- _Requests_
• A. Please translate this sentence from the forum report into French: "It was conducted at the Board Room of Yaradua Centre, Abuja."
• B. According to the forum report, why did it still matter that the meeting was held only four days before the election? Answer in one to three sentences.
##### Text excerpt #####
REPORT OF ONE-DAY STAKEHOLDERS’ FORUM ON HATE SPEECH AND THE 2015 ELECTIONS IN NIGERIA Report by CITAD Introduction

 

Introduction

The Coordinating Committee on Hate Speech comprising of MacArthur Foundation, NSRP and CITAD on 23rd March held a one-day Stakeholders Forum on hate speech and the 2015 elections in Nigeria. It was conducted at the Board Room of Yaradua Centre, Abuja. It brought together civil society activists, media practitioners and regulators, political parties’ representatives, and human rights activists.

Attended by 45 people from various stakeholder organizations, the meeting had the goal ‘share understanding of the frame work on hate/ dangerous speech monitoring and categorisations and to identify other gaps that may possibly be filled up before the general elections in areas of dissemination of findings’. The specific objectives were:

 

  • Share findings of  what is happening in terms of hate / dangerous speech
  • Provide information about the work everyone is doing to counter hate / dangerous speech
  • Think together what else can be done before  the elections and also in the long term

 

Opening

The Forum commenced with a welcome remarks by Princilla Anut, the Deputy Project Manager who was represented by Lauratu Abdulsalam. She welcomed the participants to the meeting and expressed her appreciation that in spite of the many events happening that they, the participants opted to honor our invitation.

Discussion

The first session was chaired by Saudatu Mahdi of WRAPA. In her opening remarks, she drew attention to the fact electioneering campaign in the country was suffused with hate speech and that we needed to do something to ensure that this did not degenerate to violence. She he invited Y. Z. Ya’u of CITAD to set the scene for the meeting, in setting the scene for the meeting, YZ said that this was a follow up to the earlier conference held in January at the end of which several organizations pledged to carry various activities around curbing hate speech., he said that the meeting today was to provide an opportunity for the different organizations to share  their experiences in the last two months, explain their successes and key challenges and for the meeting to collectively discuss on how to overcome these challenge, the forum he added would also allow the stakeholders to identify gaps as to areas left uncovered and develop better collaboration strategies and mechanisms for working together reduce hate speech in Nigeria political landscape. He added that although the meeting was holding just four days to the election, it was important to note that often the consequence of hate speech was usually felt more following election than during the campaign period when the statement made.
##### Provided data #####
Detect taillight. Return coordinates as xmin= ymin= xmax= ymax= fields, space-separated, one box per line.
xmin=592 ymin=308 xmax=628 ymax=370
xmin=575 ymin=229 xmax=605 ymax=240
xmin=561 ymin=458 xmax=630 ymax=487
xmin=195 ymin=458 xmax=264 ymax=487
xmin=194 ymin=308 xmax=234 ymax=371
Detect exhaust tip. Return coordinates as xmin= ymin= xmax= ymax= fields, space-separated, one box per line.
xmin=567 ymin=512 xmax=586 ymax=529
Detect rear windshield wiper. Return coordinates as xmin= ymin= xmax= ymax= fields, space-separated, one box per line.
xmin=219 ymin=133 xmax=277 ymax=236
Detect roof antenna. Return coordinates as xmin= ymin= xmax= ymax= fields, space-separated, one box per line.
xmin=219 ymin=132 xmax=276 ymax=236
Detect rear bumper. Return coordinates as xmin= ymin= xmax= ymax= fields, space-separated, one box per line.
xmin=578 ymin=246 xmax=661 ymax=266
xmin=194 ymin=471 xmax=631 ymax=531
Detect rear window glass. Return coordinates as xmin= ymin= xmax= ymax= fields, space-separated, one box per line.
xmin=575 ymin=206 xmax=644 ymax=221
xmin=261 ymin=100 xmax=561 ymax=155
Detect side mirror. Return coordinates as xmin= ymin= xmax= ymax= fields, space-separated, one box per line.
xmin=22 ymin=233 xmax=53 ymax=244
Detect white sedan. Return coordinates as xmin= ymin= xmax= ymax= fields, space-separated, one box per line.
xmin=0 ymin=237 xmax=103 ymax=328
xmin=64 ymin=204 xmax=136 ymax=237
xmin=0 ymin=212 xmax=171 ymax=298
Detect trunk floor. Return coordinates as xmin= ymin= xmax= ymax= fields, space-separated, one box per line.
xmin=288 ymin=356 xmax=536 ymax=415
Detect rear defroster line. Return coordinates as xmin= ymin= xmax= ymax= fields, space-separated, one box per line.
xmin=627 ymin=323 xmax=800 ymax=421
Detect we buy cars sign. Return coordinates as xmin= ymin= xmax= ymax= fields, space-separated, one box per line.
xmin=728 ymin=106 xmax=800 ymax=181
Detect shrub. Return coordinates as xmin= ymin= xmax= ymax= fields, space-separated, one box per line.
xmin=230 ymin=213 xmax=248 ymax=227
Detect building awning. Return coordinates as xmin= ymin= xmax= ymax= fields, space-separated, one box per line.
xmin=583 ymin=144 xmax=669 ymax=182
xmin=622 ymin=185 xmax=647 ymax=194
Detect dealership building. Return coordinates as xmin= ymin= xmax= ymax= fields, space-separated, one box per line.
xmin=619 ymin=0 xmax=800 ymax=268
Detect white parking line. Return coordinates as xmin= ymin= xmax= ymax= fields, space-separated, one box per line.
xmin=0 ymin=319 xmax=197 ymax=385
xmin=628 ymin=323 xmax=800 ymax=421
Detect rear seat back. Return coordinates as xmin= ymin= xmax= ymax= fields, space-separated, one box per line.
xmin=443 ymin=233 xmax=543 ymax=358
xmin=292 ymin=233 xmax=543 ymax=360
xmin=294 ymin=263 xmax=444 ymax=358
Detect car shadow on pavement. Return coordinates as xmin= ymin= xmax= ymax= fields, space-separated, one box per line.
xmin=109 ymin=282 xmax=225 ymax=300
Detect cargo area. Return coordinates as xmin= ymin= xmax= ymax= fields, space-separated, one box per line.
#####
- _List of solutions_
• A. Il s'est tenu dans la salle du conseil du Centre Yaradua, à Abuja.

• B. Y. Z. Ya'u of CITAD noted that the consequences of hate speech are usually felt more after an election than during the campaign period when the statements are made. So the meeting remained important even that close to the vote.